#### What to do:
Shift each answer coordinate by adding 46 to both of its numbers. Then write out every line of the listing below, starting at the line that contains "of the gray" and ending at the end of the listing, with all other text and numbers left unchanged.

-- begin --

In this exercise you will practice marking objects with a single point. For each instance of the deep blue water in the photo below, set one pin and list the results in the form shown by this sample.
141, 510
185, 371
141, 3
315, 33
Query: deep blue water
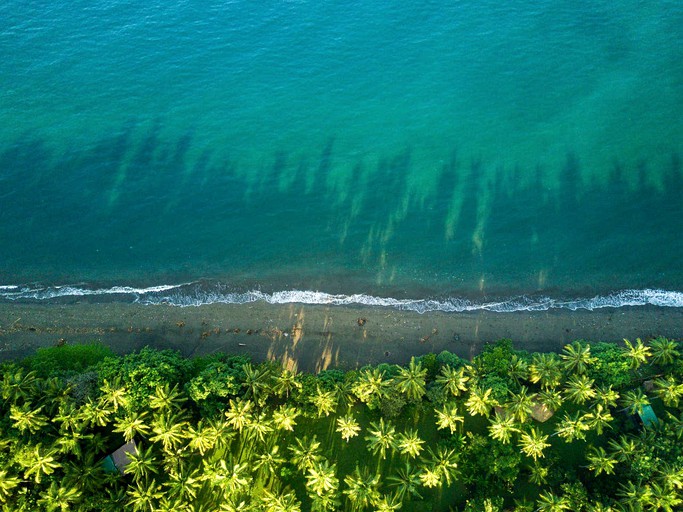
459, 151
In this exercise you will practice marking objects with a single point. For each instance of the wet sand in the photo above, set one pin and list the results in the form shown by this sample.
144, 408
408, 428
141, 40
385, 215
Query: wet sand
315, 338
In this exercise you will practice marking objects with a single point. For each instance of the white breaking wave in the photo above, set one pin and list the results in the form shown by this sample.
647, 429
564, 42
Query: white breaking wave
193, 294
15, 292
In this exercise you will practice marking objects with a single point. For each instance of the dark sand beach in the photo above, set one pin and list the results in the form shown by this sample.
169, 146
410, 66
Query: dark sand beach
317, 337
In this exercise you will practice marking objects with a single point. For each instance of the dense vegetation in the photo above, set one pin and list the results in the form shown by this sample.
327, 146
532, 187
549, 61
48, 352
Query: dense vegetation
507, 431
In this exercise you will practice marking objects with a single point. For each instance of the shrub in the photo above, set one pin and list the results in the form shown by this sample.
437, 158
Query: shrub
216, 383
141, 372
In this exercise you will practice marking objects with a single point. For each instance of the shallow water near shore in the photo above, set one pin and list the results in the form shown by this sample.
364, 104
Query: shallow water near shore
442, 156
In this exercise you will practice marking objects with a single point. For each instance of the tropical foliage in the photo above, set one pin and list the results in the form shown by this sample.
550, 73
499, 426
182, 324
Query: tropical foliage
508, 431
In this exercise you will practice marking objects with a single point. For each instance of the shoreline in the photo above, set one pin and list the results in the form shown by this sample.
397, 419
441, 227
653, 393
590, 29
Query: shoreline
318, 337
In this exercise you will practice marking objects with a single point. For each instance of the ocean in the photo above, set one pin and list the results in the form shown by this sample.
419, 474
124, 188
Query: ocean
433, 155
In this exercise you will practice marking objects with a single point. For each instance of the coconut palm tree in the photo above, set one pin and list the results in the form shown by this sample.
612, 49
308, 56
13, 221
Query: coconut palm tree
452, 380
87, 474
551, 398
664, 351
348, 427
572, 427
284, 417
538, 474
166, 398
668, 390
480, 401
325, 503
623, 449
269, 460
579, 389
202, 438
8, 482
634, 496
664, 498
520, 404
545, 369
132, 424
321, 479
259, 428
59, 497
382, 437
276, 502
24, 418
550, 502
286, 382
230, 477
606, 396
305, 452
239, 414
411, 381
114, 395
598, 418
344, 394
637, 353
38, 462
95, 413
324, 401
448, 417
430, 478
633, 401
533, 442
409, 443
142, 463
224, 432
17, 385
671, 475
518, 368
257, 382
143, 495
361, 489
169, 430
599, 461
577, 357
444, 461
184, 484
68, 417
70, 441
387, 503
371, 384
502, 427
406, 482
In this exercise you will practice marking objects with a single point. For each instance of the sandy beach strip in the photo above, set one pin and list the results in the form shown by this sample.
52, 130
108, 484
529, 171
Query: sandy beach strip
318, 337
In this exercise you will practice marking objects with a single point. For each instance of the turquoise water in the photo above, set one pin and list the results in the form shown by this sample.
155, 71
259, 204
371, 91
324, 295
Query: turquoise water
470, 150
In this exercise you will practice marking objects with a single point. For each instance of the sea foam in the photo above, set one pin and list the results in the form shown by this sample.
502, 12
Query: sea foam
198, 294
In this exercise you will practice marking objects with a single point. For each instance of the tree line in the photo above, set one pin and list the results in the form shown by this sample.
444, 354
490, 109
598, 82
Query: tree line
596, 427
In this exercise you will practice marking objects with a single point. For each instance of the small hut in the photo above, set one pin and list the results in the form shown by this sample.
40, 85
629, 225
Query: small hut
118, 460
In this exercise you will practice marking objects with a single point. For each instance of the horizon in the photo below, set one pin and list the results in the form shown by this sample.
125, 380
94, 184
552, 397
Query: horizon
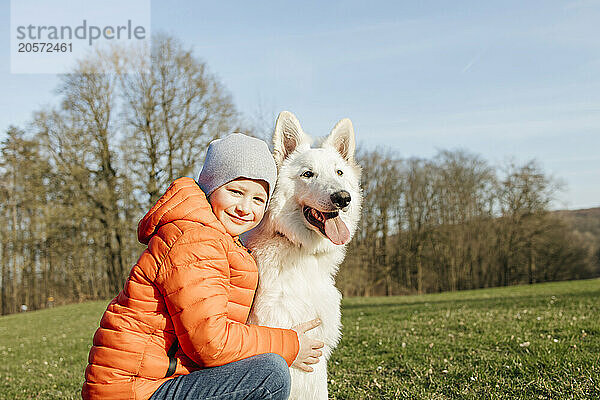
501, 81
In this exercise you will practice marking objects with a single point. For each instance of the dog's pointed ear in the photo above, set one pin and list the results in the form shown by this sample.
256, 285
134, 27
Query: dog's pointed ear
342, 139
287, 137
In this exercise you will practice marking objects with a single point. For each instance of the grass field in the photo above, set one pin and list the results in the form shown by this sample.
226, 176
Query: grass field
524, 342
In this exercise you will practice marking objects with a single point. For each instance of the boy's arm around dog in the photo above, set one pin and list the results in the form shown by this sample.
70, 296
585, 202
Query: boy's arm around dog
208, 283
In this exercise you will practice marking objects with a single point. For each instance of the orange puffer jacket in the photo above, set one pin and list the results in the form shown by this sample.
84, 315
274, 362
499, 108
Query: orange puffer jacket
194, 283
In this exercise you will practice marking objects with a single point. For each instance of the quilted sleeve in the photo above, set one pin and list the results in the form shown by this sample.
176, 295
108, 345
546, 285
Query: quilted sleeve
194, 280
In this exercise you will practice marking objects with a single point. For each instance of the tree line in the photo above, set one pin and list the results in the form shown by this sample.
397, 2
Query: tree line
455, 222
76, 180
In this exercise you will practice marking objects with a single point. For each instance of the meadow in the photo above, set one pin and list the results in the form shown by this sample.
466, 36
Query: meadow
522, 342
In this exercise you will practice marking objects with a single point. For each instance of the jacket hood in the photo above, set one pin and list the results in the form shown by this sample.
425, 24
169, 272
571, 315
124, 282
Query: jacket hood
183, 200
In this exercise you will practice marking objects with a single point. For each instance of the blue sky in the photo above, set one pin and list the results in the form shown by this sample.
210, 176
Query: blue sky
500, 79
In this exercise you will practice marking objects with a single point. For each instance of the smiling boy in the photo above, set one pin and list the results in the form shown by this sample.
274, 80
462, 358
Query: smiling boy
178, 328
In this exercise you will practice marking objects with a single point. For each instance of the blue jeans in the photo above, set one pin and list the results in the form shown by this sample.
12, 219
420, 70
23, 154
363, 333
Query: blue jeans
264, 376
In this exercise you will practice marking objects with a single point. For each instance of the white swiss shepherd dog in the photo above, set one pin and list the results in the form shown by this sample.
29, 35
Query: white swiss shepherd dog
301, 240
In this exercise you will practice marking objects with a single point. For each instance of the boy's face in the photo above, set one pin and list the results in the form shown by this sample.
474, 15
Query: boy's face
239, 204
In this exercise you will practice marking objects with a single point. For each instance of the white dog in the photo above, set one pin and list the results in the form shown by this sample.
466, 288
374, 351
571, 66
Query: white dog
301, 241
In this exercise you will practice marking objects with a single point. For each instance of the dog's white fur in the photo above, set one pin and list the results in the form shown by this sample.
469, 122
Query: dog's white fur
297, 263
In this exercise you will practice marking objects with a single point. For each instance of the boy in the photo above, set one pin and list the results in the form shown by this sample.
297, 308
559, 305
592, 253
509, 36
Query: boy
178, 329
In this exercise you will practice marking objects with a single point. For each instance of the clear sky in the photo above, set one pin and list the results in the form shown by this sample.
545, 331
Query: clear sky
501, 79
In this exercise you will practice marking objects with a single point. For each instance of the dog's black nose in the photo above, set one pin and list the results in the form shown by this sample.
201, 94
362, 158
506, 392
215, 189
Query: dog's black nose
341, 199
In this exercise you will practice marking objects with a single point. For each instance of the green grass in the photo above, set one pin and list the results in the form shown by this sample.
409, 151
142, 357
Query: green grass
526, 342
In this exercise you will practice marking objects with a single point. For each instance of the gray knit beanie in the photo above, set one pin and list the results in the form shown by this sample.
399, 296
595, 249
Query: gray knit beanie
237, 156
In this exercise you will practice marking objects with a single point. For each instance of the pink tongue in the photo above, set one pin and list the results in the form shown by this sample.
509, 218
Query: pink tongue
336, 230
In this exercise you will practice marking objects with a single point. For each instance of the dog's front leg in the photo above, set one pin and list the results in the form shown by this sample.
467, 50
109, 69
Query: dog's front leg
309, 385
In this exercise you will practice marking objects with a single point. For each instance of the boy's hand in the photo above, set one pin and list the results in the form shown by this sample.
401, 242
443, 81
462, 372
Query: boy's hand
308, 353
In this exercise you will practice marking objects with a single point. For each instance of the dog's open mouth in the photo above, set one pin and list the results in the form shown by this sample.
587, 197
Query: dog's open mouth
328, 223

-- end --

#### The result:
In this exercise you will practice marking objects with a single point. For each instance of the gray knit beanie in the photo above, set one pin and list the results in the form shown by this sample.
399, 296
595, 249
Query: gray knit beanie
283, 202
In this exercise you will practice marking objects with a single point. For each instance of the pink tongue in the photo above, set one pin and list the results in the form shown by this sample.
509, 218
Query: pink tongue
382, 276
In this exercise you will practice marking objects with a single point. For each instance of the dog's front leg in the photo above, set one pin and list the results in the form shown by this sample.
467, 50
109, 69
Query: dog's front leg
355, 431
In this exercise you will practice marking objects with a single point. For each instance of the boy's hand in the photo above, set one pin and list the results in the form shown by this sample.
401, 242
443, 81
462, 372
Query: boy's hand
354, 399
In this exercise you will practice marking objects with a single point. For each instance of the dog's open mouth in the photo above, set one pin and list the results in the form shown by this sample.
587, 197
Query: dog's open mouth
374, 269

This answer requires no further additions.